Box-labeled dataset extracts:
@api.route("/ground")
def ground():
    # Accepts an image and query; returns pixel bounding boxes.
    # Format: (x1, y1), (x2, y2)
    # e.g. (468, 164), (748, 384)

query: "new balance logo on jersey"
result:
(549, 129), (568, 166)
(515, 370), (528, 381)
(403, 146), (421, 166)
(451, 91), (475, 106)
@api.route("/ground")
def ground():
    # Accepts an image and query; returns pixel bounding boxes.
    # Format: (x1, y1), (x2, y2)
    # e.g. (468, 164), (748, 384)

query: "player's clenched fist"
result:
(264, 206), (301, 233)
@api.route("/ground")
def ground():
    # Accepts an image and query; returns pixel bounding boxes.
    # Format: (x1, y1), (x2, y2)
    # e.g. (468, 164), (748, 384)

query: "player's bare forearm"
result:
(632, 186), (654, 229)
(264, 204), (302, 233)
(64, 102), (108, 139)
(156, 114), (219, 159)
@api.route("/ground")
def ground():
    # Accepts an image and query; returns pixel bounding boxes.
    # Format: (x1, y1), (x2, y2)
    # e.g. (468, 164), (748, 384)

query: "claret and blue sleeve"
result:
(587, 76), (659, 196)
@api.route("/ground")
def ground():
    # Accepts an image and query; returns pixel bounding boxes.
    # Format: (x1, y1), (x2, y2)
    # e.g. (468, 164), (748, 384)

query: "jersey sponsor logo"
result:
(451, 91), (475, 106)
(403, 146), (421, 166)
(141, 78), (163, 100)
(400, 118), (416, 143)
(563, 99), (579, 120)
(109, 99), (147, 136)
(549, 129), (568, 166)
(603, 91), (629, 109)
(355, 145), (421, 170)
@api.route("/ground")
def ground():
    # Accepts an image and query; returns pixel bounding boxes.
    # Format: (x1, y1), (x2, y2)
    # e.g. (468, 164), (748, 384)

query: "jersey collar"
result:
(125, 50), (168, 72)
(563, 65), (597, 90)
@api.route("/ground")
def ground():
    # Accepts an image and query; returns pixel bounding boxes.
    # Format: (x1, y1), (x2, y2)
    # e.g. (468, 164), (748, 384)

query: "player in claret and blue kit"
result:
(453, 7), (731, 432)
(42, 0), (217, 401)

◆ EXERCISE REQUIREMENTS
Rewrite every line from the start of the items through the line that contains "(587, 76), (659, 196)", both included, and keep the requests unchanged. Scale each bounding-box coordinate in the answers by 2.6, rounding to whole numbers with halves going up, but leave the numbers in the requests and their format samples as they are.

◆ EXPECTED ANSWER
@api.route("/ground")
def ground():
    # Accepts an image and query; returns pixel bounding boxes.
    # Format: (x1, y1), (x2, y2)
    # e.g. (468, 164), (748, 384)

query: "new balance logo on jersey"
result:
(1427, 335), (1477, 432)
(1339, 962), (1373, 991)
(1048, 380), (1095, 432)
(1173, 237), (1235, 276)
@api.route("/ground")
def ground():
    # Accepts an image and query; returns pixel bounding boxes.
    # Format: (x1, y1), (x2, y2)
    # e.g. (468, 164), (748, 384)

query: "player's clenched fist"
result:
(686, 536), (783, 606)
@api.route("/ground")
def ground():
    # Accepts an image and query; returns pixel bounding boxes.
    # Format: (x1, y1), (x2, y2)
    # e.g. (468, 164), (748, 384)

query: "player's bare forearm"
result:
(1643, 484), (1700, 595)
(686, 530), (785, 606)
(166, 265), (281, 361)
(406, 296), (569, 413)
@api.route("/ground")
def ground():
    # Accepts an image and query; returns pixel bounding boxes.
    # Format: (x1, y1), (x2, y2)
    # e.g. (468, 164), (748, 384)

query: "claret and blue sleeve"
result:
(1526, 198), (1713, 510)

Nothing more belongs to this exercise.